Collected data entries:
=======
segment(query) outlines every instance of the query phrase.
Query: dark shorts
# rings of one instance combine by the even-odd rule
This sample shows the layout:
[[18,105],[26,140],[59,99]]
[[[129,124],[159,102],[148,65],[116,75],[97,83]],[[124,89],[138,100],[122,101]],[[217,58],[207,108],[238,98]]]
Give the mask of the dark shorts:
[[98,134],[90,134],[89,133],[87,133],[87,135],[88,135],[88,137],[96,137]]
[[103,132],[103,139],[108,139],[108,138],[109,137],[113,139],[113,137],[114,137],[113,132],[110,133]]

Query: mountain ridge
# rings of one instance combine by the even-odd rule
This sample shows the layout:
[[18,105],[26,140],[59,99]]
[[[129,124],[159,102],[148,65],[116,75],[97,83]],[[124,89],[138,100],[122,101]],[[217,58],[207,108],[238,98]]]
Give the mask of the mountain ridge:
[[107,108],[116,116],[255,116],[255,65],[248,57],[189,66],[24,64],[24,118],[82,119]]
=======
Problem statement
Please write out all of the lines above again, character for character.

Answer for the task
segment(query) outlines every instance of the query phrase.
Query: dark shorts
# rings of one instance combine by the even-odd rule
This sample shows the layout:
[[18,105],[26,140],[59,99]]
[[[129,124],[159,102],[148,65],[116,75],[97,83]],[[124,89],[138,100],[122,101]],[[217,58],[207,108],[238,98]]]
Give the mask of the dark shorts:
[[98,134],[90,134],[89,133],[87,133],[87,135],[88,135],[88,137],[96,137]]
[[103,132],[103,139],[108,139],[108,138],[109,137],[113,139],[113,137],[114,137],[113,132],[110,133]]

Query: mountain ridge
# rings of one instance combine by the even-odd rule
This sample shows the layout:
[[18,105],[26,140],[59,99]]
[[[129,124],[159,102],[148,65],[116,75],[97,83]],[[124,89],[138,100],[122,101]],[[217,58],[207,108],[238,98]]]
Give the mask of the mountain ridge:
[[107,108],[116,116],[255,116],[255,65],[248,57],[189,66],[24,64],[24,118],[82,119]]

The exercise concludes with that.